##### Source material #####

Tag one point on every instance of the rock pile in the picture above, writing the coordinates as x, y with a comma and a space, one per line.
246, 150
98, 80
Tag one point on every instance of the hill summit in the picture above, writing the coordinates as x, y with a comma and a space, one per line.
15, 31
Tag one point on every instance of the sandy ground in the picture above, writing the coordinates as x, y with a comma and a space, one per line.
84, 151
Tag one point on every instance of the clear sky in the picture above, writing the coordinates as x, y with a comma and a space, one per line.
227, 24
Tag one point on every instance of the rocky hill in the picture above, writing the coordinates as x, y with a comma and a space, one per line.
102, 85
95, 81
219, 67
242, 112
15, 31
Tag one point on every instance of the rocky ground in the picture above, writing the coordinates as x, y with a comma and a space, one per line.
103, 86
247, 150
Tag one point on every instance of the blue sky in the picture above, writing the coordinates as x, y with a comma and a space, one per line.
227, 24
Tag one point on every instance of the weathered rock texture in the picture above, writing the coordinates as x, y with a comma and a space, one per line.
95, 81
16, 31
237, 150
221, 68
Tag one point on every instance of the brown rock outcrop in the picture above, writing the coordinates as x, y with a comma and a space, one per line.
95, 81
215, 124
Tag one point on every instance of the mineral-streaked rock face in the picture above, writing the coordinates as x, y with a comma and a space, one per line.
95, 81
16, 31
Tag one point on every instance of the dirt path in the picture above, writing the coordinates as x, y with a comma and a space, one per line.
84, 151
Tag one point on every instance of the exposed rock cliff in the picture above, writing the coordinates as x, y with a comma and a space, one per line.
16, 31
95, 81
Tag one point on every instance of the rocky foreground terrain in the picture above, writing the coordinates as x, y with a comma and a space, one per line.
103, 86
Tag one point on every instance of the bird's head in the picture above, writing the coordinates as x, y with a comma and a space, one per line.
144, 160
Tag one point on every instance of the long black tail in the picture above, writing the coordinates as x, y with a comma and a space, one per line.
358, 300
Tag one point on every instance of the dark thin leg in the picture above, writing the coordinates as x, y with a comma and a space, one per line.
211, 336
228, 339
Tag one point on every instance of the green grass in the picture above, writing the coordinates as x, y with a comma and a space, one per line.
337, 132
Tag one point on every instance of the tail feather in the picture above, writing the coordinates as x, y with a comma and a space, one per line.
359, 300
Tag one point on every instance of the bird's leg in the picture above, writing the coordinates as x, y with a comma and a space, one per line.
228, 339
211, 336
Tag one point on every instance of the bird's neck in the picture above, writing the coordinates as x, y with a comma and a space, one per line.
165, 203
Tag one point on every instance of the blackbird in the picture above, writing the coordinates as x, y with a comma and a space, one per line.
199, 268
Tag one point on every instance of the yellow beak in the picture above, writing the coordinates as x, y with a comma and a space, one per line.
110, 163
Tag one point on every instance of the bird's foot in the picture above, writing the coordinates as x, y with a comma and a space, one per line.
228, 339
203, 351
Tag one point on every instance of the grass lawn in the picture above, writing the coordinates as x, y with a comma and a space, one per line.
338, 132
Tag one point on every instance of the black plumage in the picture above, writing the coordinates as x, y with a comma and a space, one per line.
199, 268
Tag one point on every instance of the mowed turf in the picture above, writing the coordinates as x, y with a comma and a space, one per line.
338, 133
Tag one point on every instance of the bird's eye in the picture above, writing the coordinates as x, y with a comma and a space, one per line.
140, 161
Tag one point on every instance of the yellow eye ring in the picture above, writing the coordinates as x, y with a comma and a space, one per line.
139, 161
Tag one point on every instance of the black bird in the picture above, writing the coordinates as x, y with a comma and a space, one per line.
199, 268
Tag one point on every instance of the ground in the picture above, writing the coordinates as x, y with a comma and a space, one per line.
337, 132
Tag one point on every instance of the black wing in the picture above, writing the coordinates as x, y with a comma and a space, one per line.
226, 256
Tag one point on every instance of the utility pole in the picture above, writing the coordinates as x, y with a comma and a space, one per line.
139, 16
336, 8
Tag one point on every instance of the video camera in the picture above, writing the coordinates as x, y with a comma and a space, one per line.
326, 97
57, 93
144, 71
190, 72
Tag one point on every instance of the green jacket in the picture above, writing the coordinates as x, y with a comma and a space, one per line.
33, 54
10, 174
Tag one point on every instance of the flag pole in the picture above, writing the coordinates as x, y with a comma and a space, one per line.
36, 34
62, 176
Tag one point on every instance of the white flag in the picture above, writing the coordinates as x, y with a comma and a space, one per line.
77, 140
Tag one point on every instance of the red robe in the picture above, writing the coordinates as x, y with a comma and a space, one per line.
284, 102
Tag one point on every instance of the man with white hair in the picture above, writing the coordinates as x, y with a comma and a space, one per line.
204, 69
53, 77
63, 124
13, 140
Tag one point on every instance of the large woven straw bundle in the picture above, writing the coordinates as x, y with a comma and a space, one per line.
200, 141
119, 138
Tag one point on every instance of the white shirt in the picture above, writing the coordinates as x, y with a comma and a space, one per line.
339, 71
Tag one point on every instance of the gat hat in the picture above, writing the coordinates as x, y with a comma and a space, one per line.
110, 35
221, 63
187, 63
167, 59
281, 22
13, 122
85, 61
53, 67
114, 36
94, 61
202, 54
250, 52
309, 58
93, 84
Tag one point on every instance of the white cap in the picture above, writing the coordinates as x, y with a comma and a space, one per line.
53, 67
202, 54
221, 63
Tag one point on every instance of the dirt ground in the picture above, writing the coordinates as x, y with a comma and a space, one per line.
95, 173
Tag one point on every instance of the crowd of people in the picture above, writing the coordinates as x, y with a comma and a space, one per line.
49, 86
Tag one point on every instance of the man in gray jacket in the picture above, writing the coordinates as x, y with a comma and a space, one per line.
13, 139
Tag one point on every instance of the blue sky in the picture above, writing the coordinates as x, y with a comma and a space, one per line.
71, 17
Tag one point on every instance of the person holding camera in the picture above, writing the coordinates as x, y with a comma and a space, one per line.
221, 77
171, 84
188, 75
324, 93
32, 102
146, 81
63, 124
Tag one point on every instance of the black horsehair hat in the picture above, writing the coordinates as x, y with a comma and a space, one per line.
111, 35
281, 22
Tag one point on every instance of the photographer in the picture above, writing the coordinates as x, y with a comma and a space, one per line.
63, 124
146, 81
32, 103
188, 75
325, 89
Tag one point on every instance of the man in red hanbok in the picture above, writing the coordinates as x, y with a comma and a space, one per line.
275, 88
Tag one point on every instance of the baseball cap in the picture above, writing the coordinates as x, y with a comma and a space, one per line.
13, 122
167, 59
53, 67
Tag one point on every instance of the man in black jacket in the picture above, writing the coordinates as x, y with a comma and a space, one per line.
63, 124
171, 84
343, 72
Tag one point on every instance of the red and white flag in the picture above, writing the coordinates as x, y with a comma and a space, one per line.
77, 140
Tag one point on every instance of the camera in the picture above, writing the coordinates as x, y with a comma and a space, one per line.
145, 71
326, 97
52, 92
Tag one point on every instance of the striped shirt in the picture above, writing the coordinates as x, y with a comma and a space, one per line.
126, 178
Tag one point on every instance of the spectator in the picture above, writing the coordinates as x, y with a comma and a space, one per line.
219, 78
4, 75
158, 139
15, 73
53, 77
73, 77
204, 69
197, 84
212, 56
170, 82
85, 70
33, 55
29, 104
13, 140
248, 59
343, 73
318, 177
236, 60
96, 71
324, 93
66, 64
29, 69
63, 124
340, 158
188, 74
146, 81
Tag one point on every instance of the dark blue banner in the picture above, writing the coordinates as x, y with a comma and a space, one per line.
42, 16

#####

> **What is required**: Copy out the listing word for word, from the line with "Tag one point on every instance of the black horsehair" up to and including its final line.

> **Answer to the problem**:
Tag one point on every instance of the black horsehair hat in the picture above, writing the coordinates as x, y with a comma and a space, one per line.
111, 35
281, 22
Tag one point on every instance of the photographer in the picture above, writing the coordinates as x, y with a comma and a space, one per line.
63, 124
146, 81
32, 103
188, 75
325, 89
Tag one point on every instance of the man in red hanbok in the picture above, writing the coordinates as x, y with a comma and a space, one per line.
275, 88
Tag one point on every instance of the baseball cap in the picture above, writing the coordinates as x, y with a comma and a space, one per line.
13, 122
167, 59
53, 67
Tag one point on every instance of the man in black jacket in the picture above, writing the coordinates as x, y with a comma and a space, one per line.
63, 124
171, 84
343, 72
Tag one point on every instance of the red and white flag in the picture above, writing the coordinates as x, y with a comma and a space, one per line.
77, 140
Tag one point on every instance of the camera in the picture above, writing the coordinates as x, y with a comma and a space, one per line.
145, 71
326, 97
52, 92
Tag one point on every instance of the striped shirt in the picture above, writing the coordinates as x, y with a comma and a space, one per line.
126, 178
Tag one point on every instance of the spectator in the picture above, writing the coordinates as x, y with a comma and a space, one per line.
219, 78
4, 75
158, 139
15, 73
53, 77
73, 77
204, 69
197, 84
212, 56
170, 82
85, 70
33, 55
29, 104
13, 140
248, 59
343, 73
318, 177
236, 60
96, 71
324, 93
66, 64
29, 69
63, 124
340, 158
188, 74
146, 81
Tag one point on every instance of the dark blue banner in the picture above, writing the coordinates as x, y with a comma and a space, one per line.
42, 16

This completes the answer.